▶ [FRAGMENT]:
···

Indien komt vast te staan dat [bedrijfsnaam] inderdaad niet in staat is om op dit moment tot afstorting over te gaan, zal de rechtbank moeten beoordelen aan wie dat te wijten is en of er aanleiding is om het tekort anders te verdelen dan ieder voor de helft, zoals dat gebruikelijk is. Dan zal de rechtbank ook de stellingen van partijen beoordelen ten aanzien van de uitkering van dividend door [bedrijfsnaam] ter aflossing van de rekening-courant schuld van [bedrijfsnaam] aan partijen. In afwachting van de bewijslevering door [naam 2] en [bedrijfsnaam] zal iedere verdere beslissing echter worden aangehouden.
in het incident
3.15.

···

▶ [GEGEVENS]:
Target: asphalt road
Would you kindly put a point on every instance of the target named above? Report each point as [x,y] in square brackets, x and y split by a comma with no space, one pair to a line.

···

▶ [OPDRACHT 1]:
Hoe wordt een tekort volgens het fragment gewoonlijk tussen partijen verdeeld?
▶ [OPDRACHT 2]:
Schrijf uit het fragment de tekst over van "Indien komt vast" tot en met "echter worden aangehouden.".

▶ [ANTWOORD 1]:
Ieder voor de helft.

▶ [ANTWOORD 2]:
Indien komt vast te staan dat [bedrijfsnaam] inderdaad niet in staat is om op dit moment tot afstorting over te gaan, zal de rechtbank moeten beoordelen aan wie dat te wijten is en of er aanleiding is om het tekort anders te verdelen dan ieder voor de helft, zoals dat gebruikelijk is. Dan zal de rechtbank ook de stellingen van partijen beoordelen ten aanzien van de uitkering van dividend door [bedrijfsnaam] ter aflossing van de rekening-courant schuld van [bedrijfsnaam] aan partijen. In afwachting van de bewijslevering door [naam 2] en [bedrijfsnaam] zal iedere verdere beslissing echter worden aangehouden.